PROVIDED DATA:
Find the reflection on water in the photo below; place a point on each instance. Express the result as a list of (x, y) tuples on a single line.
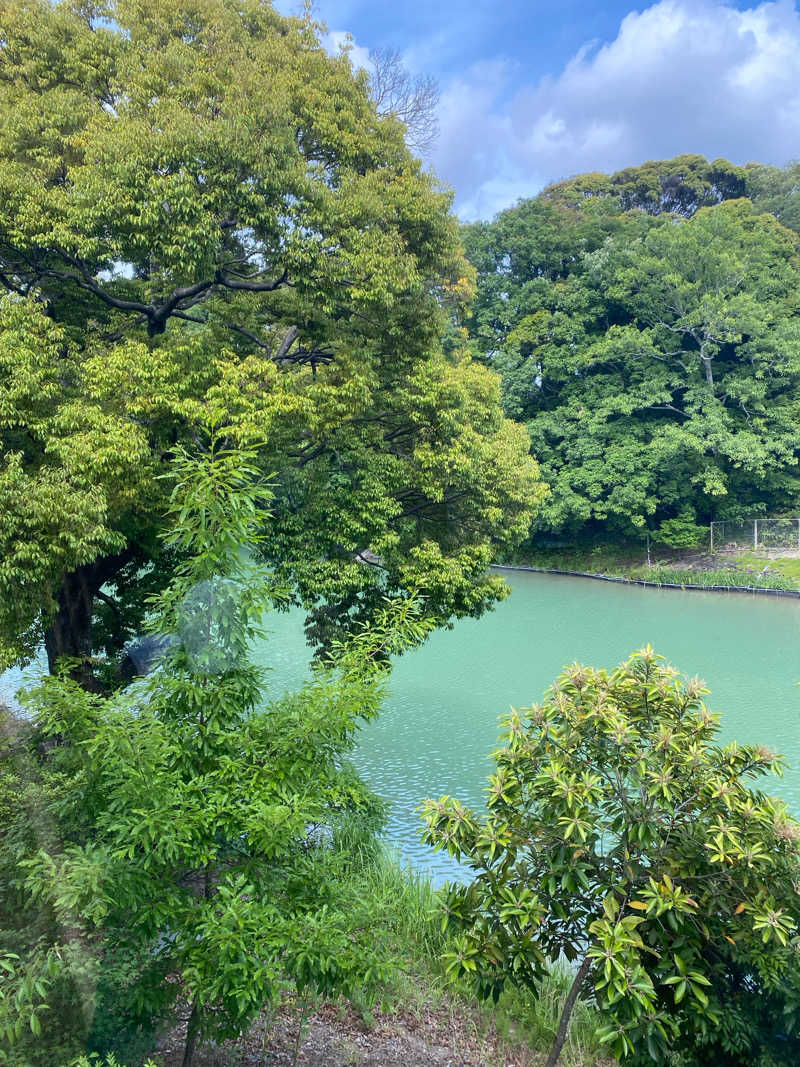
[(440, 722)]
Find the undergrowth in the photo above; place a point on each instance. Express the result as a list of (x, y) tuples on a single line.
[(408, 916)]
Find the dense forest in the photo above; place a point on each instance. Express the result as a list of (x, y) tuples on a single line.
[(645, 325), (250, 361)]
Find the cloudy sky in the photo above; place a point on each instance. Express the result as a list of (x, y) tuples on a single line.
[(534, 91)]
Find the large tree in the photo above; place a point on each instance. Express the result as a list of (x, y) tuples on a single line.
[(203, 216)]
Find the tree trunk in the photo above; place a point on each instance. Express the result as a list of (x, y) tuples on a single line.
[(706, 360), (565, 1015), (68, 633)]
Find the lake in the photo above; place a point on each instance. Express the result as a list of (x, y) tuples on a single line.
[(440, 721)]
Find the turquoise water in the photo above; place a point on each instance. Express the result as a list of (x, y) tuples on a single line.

--

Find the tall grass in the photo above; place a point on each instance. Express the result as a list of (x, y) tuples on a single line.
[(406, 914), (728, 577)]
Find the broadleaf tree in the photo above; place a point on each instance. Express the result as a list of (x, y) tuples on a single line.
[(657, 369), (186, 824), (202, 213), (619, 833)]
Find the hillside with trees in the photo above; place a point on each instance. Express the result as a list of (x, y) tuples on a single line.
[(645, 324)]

* * *

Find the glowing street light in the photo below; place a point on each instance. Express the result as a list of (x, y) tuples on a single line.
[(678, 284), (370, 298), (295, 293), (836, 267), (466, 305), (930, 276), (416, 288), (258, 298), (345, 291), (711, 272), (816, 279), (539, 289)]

TASK BRIEF: Among the entries above, copy exactly only the lines starting with the one containing "Find the large" and going through the one containing "Find the turquoise", both ends included.

WRITTEN ANSWER:
Find the large tree in the photo above; place a point on each instance. Express the result as a list of (x, y) tuples on a single line.
[(203, 216)]
Find the tree trunk in the photo above; place a point on each instance. Express the result as a list of (x, y) tuples on a single line.
[(706, 360), (565, 1015), (68, 633)]
Find the lake in the photo above; place a point on each instance. Express the result as a list of (x, y) tuples on a single line.
[(440, 721)]
Find the turquoise water in the photo above; place a point on each instance. Express the result as a list of (x, y) tuples on a single line.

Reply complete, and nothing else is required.